== What you will do ==
Stop after the line that contains "task | mark one point on each instance of the distant". Until then, retype each line of the entries exactly from the first one, skipping pictures.

[Source records]
↓
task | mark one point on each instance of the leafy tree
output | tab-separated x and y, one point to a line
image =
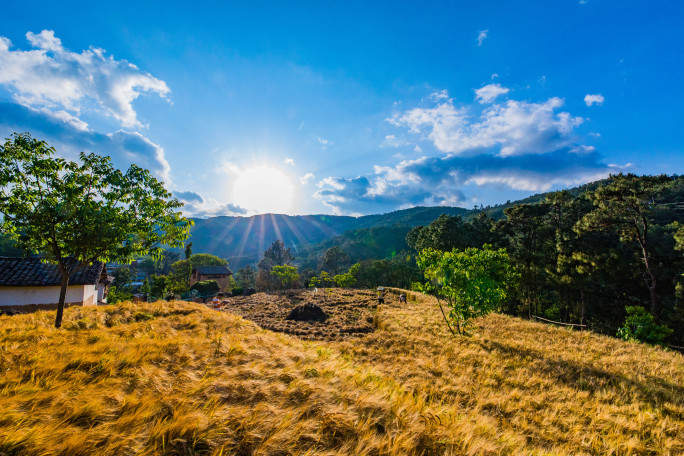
473	282
122	277
348	279
287	276
181	271
76	214
246	277
206	287
159	285
275	255
145	288
117	295
528	236
640	325
206	259
334	259
626	205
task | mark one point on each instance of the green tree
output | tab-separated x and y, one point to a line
78	213
206	259
348	279
287	276
275	255
626	205
640	325
472	282
246	277
334	259
159	285
180	276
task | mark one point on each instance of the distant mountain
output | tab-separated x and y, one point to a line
242	240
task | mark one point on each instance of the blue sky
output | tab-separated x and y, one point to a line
351	107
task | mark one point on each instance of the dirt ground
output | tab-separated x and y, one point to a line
350	312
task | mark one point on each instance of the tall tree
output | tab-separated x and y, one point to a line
78	213
334	259
626	205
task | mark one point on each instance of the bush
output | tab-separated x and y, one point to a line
640	325
207	287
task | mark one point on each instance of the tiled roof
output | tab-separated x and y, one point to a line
18	272
213	270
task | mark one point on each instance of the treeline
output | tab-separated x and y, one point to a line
588	258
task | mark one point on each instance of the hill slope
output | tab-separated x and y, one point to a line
242	240
176	378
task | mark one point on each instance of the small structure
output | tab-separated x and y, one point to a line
219	273
27	284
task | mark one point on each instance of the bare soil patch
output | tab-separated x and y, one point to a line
350	312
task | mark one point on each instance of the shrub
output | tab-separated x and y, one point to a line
207	287
640	325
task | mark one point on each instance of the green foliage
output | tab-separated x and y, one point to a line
348	279
334	259
206	259
159	285
640	325
246	277
122	277
87	211
206	287
287	276
473	281
180	276
117	295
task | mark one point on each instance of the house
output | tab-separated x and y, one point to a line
219	273
27	284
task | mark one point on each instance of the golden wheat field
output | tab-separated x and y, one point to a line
180	379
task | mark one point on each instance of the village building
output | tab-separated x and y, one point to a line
219	273
27	284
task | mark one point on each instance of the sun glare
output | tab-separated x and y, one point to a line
263	189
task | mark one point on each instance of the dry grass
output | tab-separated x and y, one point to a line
176	378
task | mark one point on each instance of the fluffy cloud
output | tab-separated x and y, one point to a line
194	205
437	181
306	178
481	36
520	145
510	128
69	137
53	78
489	92
594	99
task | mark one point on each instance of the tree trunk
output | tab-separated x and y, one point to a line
62	298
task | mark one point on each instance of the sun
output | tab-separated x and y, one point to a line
263	189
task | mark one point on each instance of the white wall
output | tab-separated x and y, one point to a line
76	294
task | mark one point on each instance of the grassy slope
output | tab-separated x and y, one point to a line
175	378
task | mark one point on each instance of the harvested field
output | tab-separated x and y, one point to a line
350	312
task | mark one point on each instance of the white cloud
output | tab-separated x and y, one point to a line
53	78
194	205
510	128
306	178
481	37
489	92
594	99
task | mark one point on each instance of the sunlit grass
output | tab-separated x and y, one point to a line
178	378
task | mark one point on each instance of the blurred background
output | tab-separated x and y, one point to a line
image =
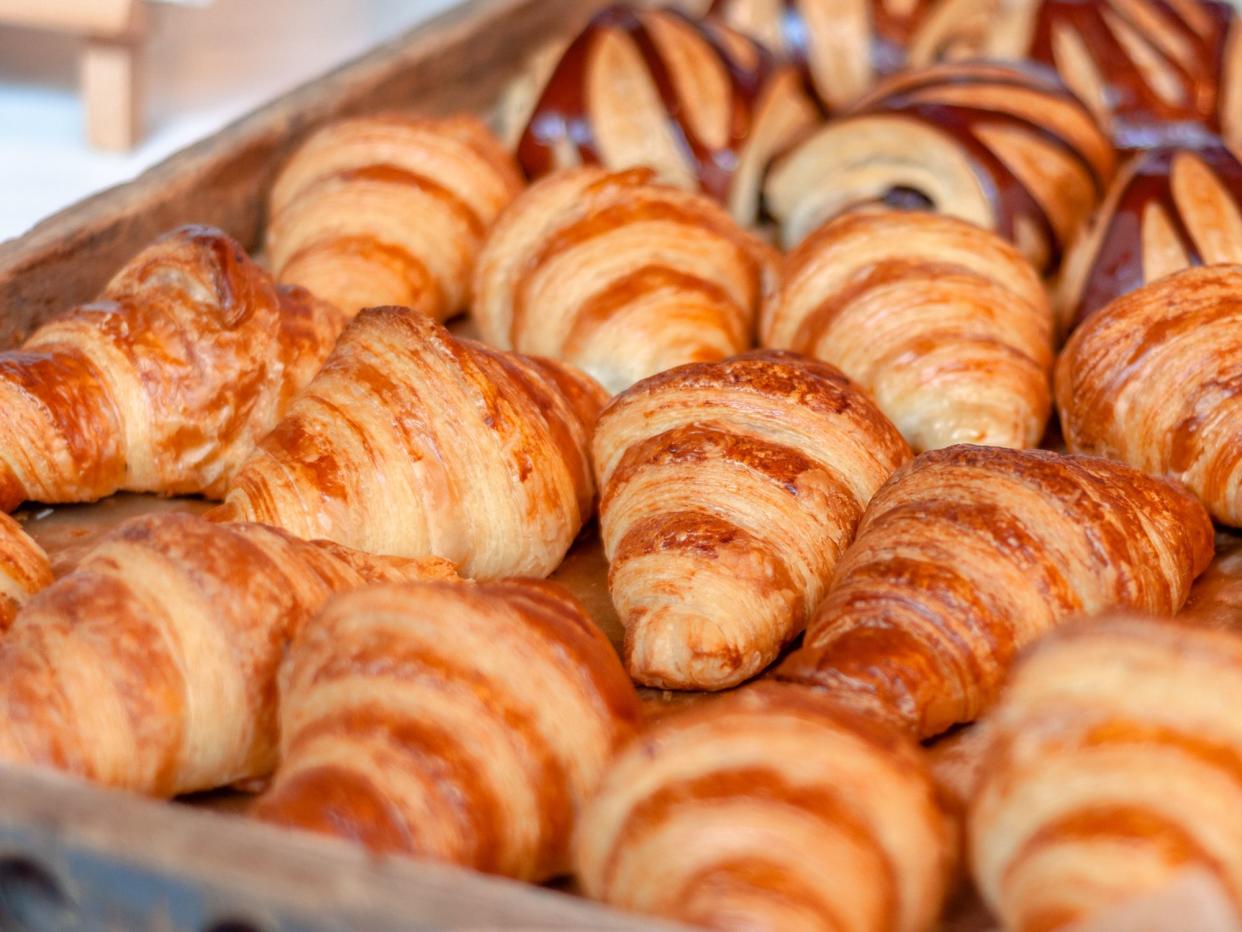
66	126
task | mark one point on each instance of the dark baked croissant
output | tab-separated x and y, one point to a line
770	808
460	722
1112	771
728	492
1154	379
620	276
389	210
973	552
162	385
1001	146
944	323
1168	209
152	665
414	443
703	106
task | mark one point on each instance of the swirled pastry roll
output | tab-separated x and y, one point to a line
944	323
1155	380
412	443
24	569
456	722
973	552
620	276
389	210
701	105
1002	146
1168	209
165	383
1114	768
728	492
152	665
770	808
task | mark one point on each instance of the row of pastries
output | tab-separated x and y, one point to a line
786	296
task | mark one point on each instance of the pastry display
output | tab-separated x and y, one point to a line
703	106
1001	146
463	723
970	553
944	323
1153	379
414	443
389	210
620	276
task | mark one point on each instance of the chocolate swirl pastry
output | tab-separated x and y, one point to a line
1002	146
1156	72
702	105
1168	209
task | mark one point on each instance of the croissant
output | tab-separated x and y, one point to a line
24	569
1112	769
620	276
412	443
462	723
1004	147
973	552
1153	380
704	106
1168	209
152	666
944	323
389	210
162	385
769	808
728	492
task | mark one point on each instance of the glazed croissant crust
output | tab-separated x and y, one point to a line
728	492
769	808
414	443
1154	379
620	276
460	722
152	665
970	553
389	210
162	385
944	323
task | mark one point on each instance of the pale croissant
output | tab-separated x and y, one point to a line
414	443
457	722
728	492
389	210
970	553
152	665
165	383
770	808
944	323
620	276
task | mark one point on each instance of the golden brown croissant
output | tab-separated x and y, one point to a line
1113	768
703	106
770	808
1154	380
944	323
1168	209
162	385
414	443
389	210
728	492
458	722
1004	147
152	666
24	569
973	552
620	276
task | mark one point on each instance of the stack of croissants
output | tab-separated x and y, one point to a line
891	349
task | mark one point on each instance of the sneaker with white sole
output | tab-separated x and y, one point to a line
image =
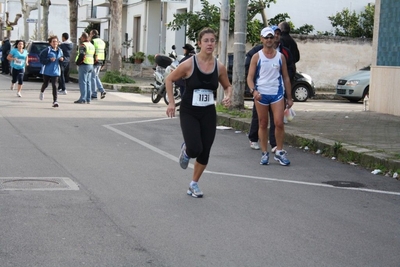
281	158
194	191
264	158
254	145
273	150
183	158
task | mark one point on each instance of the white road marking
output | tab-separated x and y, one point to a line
174	158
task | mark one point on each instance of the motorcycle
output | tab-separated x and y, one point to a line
165	65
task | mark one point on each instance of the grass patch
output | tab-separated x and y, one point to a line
116	77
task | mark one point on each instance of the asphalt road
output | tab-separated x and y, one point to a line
131	207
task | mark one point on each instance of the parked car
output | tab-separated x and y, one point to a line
354	86
34	67
302	88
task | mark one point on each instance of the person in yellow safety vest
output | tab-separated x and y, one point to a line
99	61
85	61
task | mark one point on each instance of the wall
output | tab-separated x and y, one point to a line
326	59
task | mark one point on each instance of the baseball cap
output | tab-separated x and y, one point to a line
267	31
275	28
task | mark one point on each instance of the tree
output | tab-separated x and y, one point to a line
115	39
209	16
350	24
26	12
46	4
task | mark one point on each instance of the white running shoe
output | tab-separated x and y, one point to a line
254	145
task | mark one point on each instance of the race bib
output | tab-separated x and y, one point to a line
18	62
202	97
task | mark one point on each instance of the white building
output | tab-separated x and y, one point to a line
144	21
58	17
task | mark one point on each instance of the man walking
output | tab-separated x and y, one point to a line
85	60
99	60
66	47
267	79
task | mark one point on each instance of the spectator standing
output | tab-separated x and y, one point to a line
50	57
18	57
66	47
267	79
99	61
289	42
5	49
198	116
85	60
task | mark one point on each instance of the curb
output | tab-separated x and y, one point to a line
342	152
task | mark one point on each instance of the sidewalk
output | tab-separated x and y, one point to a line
362	138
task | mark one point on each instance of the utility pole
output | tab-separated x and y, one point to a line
239	51
223	41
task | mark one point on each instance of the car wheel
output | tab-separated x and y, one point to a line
300	92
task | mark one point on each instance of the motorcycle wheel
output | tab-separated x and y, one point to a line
155	97
177	96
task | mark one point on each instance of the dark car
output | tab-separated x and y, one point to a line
302	88
34	67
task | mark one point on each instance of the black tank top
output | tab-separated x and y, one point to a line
200	80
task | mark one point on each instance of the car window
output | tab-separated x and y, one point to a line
37	47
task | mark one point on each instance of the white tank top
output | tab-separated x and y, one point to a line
268	74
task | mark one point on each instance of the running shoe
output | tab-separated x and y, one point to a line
273	150
183	158
281	157
254	145
194	191
264	158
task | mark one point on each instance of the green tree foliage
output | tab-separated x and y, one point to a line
209	16
350	24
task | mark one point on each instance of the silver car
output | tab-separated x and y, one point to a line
354	86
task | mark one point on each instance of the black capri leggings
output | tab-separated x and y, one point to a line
198	126
46	80
17	75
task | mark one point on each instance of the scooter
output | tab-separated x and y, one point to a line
165	65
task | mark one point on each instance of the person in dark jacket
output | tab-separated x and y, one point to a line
66	47
288	41
253	131
5	49
51	57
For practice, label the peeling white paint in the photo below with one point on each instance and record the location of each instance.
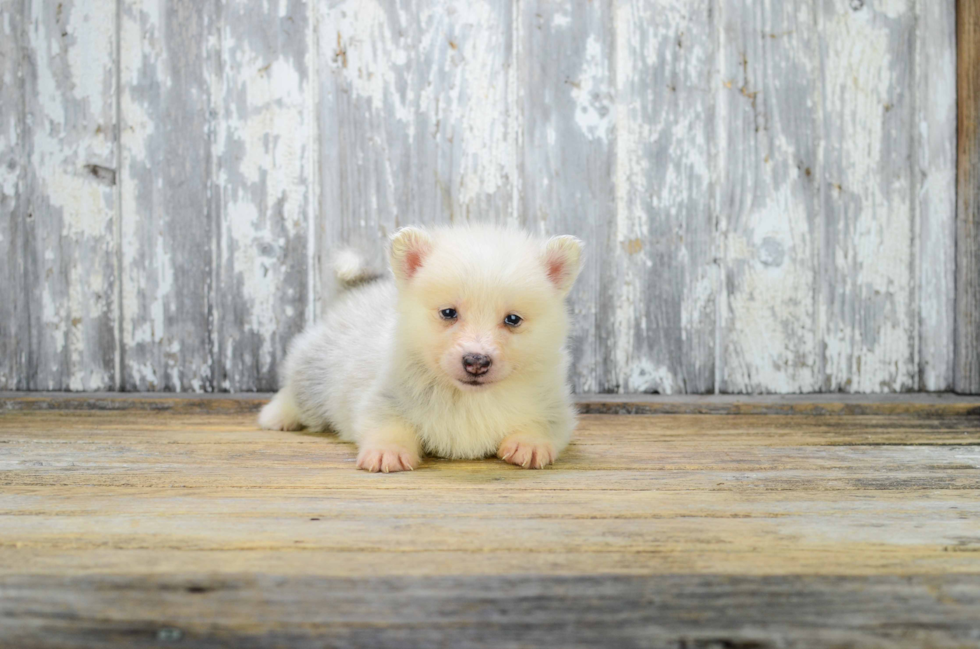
↑
== Expected answer ==
task | mark one point on each instance of the leafy tree
output | tab-separated x and y, one point to a line
image =
473	282
122	277
348	279
287	276
181	271
76	214
246	277
206	287
159	285
275	255
145	288
117	295
528	236
640	325
206	259
334	259
626	205
task | mark one point on each instance of the green tree
output | tab-separated x and y, one point to a line
78	213
206	259
348	279
287	276
275	255
626	205
640	325
472	282
246	277
334	259
159	285
180	276
task | mark one point on each instance of the distant mountain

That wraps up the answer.